» **Directions**:
All that is wanted is the exact text of each line from the one with "Return the coordinates" to the close of the listing, ends included.

** Opening Information provided block **

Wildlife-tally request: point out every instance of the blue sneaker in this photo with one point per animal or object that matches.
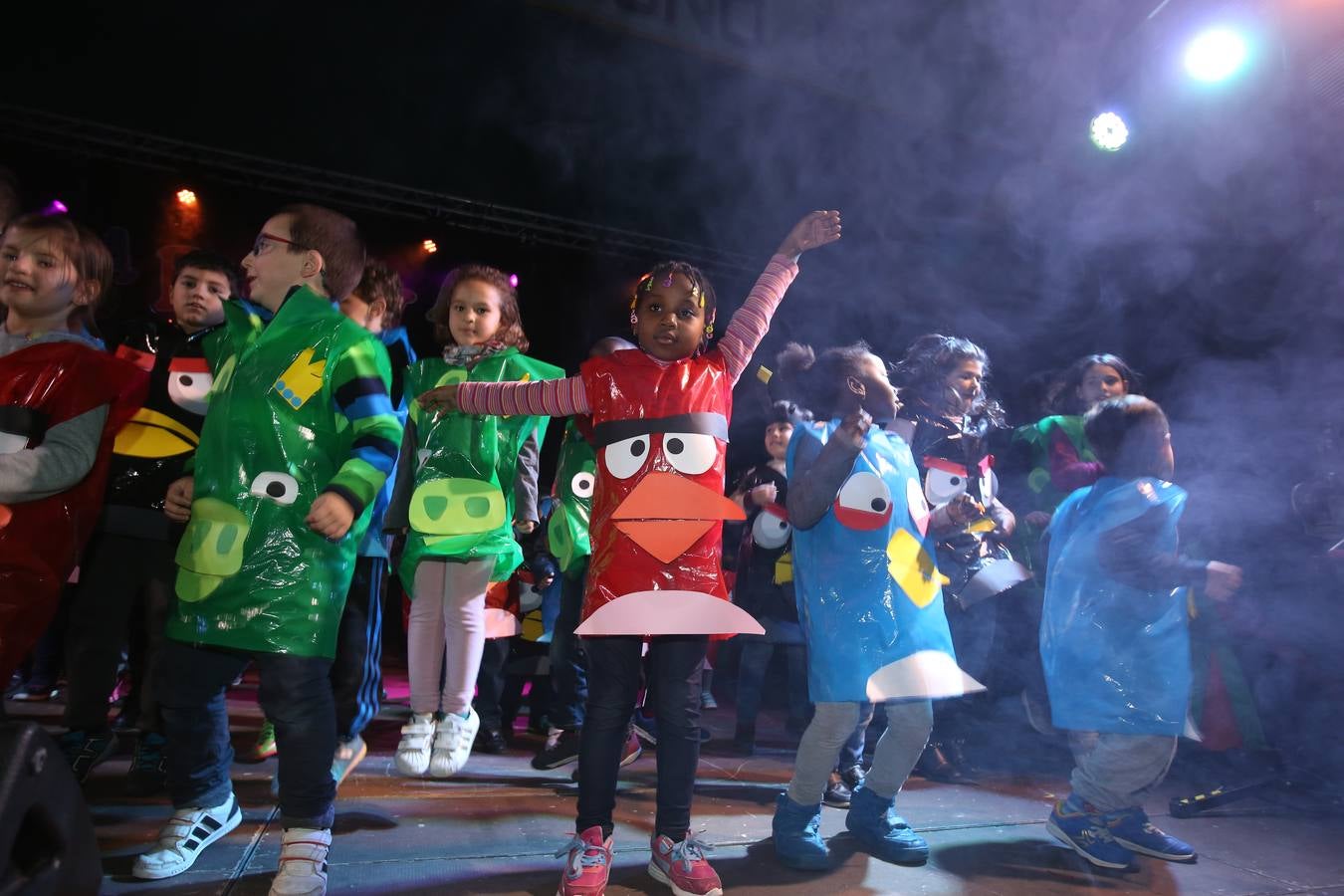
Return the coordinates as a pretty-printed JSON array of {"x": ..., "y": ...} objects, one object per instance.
[
  {"x": 1135, "y": 831},
  {"x": 797, "y": 841},
  {"x": 1086, "y": 833},
  {"x": 882, "y": 831}
]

** Closing Information provided block **

» **The completed task**:
Return the coordinates as a pretty-printed JSON array of {"x": ..., "y": ...} objects, one object per instance.
[
  {"x": 1135, "y": 831},
  {"x": 797, "y": 841},
  {"x": 1086, "y": 833},
  {"x": 882, "y": 831}
]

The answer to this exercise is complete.